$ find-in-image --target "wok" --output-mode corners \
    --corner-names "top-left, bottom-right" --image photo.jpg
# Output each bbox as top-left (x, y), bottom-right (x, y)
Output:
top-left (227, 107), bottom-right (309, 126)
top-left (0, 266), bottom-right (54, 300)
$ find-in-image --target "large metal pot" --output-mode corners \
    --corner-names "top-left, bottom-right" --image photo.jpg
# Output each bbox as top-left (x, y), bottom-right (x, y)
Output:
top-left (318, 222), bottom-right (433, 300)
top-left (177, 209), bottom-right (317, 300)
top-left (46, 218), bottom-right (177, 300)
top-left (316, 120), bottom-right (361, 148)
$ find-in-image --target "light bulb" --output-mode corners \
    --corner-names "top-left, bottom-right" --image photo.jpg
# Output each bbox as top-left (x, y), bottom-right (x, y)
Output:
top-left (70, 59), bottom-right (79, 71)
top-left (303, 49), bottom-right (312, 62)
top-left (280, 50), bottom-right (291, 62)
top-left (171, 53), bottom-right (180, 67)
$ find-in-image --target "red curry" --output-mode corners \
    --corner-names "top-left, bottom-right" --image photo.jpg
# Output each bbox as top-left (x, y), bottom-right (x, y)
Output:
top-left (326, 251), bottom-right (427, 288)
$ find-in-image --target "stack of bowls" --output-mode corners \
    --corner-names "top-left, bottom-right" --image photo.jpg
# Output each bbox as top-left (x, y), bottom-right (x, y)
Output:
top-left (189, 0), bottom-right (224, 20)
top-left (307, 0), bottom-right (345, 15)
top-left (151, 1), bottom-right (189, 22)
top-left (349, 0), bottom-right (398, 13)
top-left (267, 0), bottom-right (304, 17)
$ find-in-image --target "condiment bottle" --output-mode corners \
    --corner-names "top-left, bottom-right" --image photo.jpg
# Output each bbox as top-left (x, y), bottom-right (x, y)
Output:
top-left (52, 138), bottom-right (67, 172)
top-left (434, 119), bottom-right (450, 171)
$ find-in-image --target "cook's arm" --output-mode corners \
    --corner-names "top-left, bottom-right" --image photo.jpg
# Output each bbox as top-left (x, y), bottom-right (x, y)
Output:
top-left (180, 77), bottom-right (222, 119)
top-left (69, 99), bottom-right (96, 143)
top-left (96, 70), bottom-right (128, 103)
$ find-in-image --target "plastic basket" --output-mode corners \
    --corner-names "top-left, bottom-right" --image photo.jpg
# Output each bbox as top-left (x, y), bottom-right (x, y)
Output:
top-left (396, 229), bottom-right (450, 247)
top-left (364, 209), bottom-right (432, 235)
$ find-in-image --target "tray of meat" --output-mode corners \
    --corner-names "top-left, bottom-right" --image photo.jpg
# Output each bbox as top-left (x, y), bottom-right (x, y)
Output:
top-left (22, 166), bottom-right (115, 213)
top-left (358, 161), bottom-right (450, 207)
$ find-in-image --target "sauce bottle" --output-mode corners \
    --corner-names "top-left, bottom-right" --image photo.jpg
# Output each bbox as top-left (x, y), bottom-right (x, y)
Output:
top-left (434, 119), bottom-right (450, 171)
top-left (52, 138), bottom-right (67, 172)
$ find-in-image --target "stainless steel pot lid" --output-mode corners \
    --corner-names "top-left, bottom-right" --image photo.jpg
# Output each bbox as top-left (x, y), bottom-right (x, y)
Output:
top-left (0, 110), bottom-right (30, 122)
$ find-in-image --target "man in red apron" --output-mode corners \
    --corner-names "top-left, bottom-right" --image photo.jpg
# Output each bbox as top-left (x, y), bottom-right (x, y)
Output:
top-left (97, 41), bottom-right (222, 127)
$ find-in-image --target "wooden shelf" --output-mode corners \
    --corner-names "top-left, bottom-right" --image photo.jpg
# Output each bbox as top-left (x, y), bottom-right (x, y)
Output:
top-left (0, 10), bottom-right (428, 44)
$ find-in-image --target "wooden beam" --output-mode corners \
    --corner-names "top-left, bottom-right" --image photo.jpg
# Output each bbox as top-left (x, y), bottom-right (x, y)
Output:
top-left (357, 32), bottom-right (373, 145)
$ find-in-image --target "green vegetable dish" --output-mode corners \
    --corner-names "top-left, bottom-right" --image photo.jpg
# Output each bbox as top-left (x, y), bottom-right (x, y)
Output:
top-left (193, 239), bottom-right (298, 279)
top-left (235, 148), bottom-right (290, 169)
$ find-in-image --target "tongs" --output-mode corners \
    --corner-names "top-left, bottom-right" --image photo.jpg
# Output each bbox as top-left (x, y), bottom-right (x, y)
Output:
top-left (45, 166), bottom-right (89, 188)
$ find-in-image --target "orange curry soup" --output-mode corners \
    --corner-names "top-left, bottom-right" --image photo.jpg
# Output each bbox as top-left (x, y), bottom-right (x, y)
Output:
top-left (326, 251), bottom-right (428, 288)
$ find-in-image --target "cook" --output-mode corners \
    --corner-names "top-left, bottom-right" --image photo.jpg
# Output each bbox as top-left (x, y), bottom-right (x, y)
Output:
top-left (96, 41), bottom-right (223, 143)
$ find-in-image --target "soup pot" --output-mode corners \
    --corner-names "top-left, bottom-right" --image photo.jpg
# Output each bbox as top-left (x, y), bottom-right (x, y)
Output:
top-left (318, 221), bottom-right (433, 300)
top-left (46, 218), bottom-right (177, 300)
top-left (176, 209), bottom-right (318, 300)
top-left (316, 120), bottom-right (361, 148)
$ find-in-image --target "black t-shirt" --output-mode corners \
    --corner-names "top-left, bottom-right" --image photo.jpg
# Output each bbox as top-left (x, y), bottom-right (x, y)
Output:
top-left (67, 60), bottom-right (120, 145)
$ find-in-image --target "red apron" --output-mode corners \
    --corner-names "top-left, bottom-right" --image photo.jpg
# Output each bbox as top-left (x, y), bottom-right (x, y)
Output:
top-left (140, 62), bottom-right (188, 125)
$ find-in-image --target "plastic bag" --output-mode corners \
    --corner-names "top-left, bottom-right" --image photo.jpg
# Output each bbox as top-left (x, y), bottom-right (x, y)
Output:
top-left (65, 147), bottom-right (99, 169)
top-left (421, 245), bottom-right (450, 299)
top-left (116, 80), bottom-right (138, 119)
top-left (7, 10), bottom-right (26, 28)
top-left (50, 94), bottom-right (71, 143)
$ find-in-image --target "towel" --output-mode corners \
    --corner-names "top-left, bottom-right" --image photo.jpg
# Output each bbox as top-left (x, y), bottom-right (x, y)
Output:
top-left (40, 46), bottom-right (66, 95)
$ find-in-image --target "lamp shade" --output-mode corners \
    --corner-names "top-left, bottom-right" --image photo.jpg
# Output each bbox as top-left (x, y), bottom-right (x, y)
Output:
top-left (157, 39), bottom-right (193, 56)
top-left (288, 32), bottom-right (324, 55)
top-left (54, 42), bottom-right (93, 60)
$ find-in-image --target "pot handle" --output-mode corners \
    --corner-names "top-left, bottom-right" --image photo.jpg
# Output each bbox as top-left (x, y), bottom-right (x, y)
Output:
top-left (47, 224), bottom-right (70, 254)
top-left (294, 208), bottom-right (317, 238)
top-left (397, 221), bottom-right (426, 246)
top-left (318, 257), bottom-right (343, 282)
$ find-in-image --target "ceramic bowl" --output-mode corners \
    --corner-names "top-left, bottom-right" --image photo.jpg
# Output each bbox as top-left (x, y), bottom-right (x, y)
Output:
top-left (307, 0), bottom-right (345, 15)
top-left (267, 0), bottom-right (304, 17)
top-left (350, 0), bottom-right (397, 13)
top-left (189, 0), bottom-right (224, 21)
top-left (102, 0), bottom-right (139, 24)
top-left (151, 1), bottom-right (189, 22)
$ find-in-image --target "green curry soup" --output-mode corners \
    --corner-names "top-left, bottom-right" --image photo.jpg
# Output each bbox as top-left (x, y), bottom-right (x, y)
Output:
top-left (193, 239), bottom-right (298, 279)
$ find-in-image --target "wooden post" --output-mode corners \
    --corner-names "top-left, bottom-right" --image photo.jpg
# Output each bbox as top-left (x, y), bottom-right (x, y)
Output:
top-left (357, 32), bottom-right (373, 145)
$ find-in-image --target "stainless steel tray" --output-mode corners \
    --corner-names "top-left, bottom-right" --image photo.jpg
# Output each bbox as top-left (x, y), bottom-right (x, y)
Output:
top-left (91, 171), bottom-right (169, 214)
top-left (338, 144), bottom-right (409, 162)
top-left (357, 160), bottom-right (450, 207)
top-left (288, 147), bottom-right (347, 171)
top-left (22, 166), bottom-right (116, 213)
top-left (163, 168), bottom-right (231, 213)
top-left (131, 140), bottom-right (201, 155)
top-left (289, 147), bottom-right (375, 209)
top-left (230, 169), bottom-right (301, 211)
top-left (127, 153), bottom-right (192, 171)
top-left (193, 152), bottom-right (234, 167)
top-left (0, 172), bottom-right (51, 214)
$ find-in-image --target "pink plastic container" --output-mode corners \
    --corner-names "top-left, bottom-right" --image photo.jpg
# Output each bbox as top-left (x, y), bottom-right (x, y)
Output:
────────────────
* [Work required] Copy every line of the listing that contains the word "curry".

* [Answer space]
$ find-in-image --target "red curry" --output-mode corners \
$ find-in-image --target "orange curry soup" --output-mode corners \
$ find-in-image --target "green curry soup" --output-mode corners \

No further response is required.